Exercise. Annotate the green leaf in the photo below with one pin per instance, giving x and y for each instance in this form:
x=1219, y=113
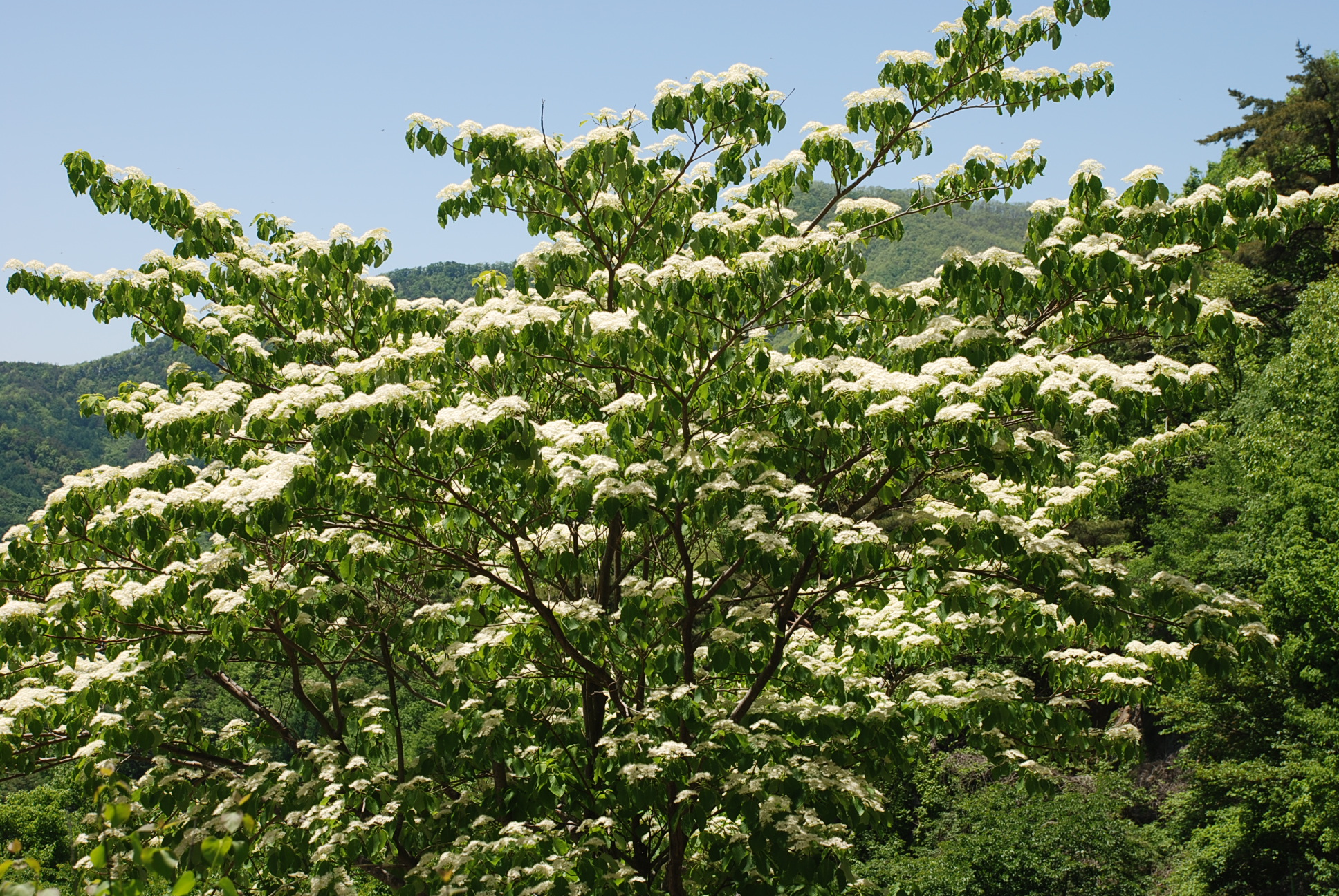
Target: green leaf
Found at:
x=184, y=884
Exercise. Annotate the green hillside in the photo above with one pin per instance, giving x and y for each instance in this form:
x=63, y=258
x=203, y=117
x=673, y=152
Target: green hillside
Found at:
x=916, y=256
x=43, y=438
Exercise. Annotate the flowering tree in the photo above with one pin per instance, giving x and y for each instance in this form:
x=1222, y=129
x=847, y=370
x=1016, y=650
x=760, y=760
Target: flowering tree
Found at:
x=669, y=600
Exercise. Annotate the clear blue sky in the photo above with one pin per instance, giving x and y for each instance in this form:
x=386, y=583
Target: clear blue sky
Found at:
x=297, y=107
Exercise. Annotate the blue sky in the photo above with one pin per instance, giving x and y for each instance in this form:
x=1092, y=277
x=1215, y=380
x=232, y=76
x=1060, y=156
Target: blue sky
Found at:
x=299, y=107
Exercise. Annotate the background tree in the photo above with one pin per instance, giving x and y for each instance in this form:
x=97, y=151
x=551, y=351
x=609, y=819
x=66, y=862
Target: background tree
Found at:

━━━━━━━━━━━━━━━━━━━━

Gib die gesamte Auflistung vollständig wieder und skaliere dabei die Koordinaten in den Antworten mit dem Faktor 0,9, gerundet auf ganze Zahlen (Hälften aufgerundet); alle übrigen Zahlen bleiben unverändert. Lass die Bilder weg.

**ANTWORT**
Exercise. Annotate the green leaf in the photo below with one pin per instance, giving x and y for each instance in this form:
x=1219, y=113
Target: green leaf
Found at:
x=166, y=796
Exercise. Annotate the green hillside in the photo above with one pin per instance, giving x and y for each instance in this form:
x=63, y=258
x=203, y=117
x=673, y=152
Target: green hillside
Found at:
x=824, y=230
x=39, y=394
Exercise. Annotate the flowering tree in the photo above with one pin per instance, giving x and y for each instance in this form:
x=1222, y=129
x=847, y=370
x=1016, y=650
x=760, y=760
Target: flowering tree
Found at:
x=602, y=540
Exercise. Annotate the clear blue sky in the photo above with one pin per instance, giving x and y for each instance in this form:
x=386, y=583
Target: clear blue sky
Found at:
x=267, y=96
Exercise. Annotate the blue sky in the photo above with one pin per instance, giving x and y for each instance in this form:
x=1092, y=277
x=1215, y=380
x=232, y=76
x=1060, y=156
Target: blue sky
Found at:
x=269, y=96
Exercise. Annotate the background tree in the photo above with one pin per instance, giving x and y for each instance in this form:
x=97, y=151
x=551, y=351
x=609, y=819
x=66, y=862
Target: background tree
Found at:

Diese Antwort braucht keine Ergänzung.